[[ Entries supplied open ]]

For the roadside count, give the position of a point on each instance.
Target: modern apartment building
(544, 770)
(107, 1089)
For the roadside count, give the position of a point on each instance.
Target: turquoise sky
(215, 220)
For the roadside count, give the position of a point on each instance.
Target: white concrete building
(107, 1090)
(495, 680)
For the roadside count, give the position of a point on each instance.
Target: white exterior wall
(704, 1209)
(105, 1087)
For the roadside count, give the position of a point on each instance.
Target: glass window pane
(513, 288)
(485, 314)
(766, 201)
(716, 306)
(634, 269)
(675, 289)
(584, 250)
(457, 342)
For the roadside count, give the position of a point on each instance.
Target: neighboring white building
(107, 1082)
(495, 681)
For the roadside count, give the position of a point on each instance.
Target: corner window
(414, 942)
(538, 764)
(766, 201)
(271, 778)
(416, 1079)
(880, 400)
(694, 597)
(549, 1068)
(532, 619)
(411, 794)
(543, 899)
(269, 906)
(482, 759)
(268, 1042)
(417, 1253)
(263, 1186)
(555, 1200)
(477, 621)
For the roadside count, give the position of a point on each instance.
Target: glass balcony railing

[[ Entries supplied closed ]]

### Task prompt
Nothing in the records should change when you repeat them all.

### Your response
For the roadside count, give the position of a point on each instance.
Target: modern apartment building
(544, 770)
(107, 1089)
For the roadside count, give the position of a point on each instance.
Target: turquoise sky
(215, 220)
For the roadside count, give the position of a point on each instance.
Target: white concrete building
(107, 1090)
(495, 680)
For the roadside count, give the position of a point on each instance.
Target: white exterior wall
(704, 1209)
(105, 1087)
For the roadside count, give the position of a point on each instance.
Target: glass window pane
(513, 288)
(485, 314)
(766, 201)
(716, 306)
(634, 269)
(675, 289)
(584, 250)
(457, 342)
For the roadside count, give the position of a point on each instance.
Target: neighboring white building
(107, 1082)
(495, 681)
For the roadside count, give the position of a point on each instance.
Target: corner window
(414, 942)
(538, 764)
(766, 201)
(271, 778)
(416, 1079)
(880, 400)
(694, 597)
(549, 1068)
(532, 619)
(411, 794)
(543, 899)
(269, 906)
(482, 759)
(268, 1042)
(417, 1253)
(263, 1186)
(555, 1200)
(477, 621)
For the roadside count, give the position of a point on each instance.
Target: glass balcony railing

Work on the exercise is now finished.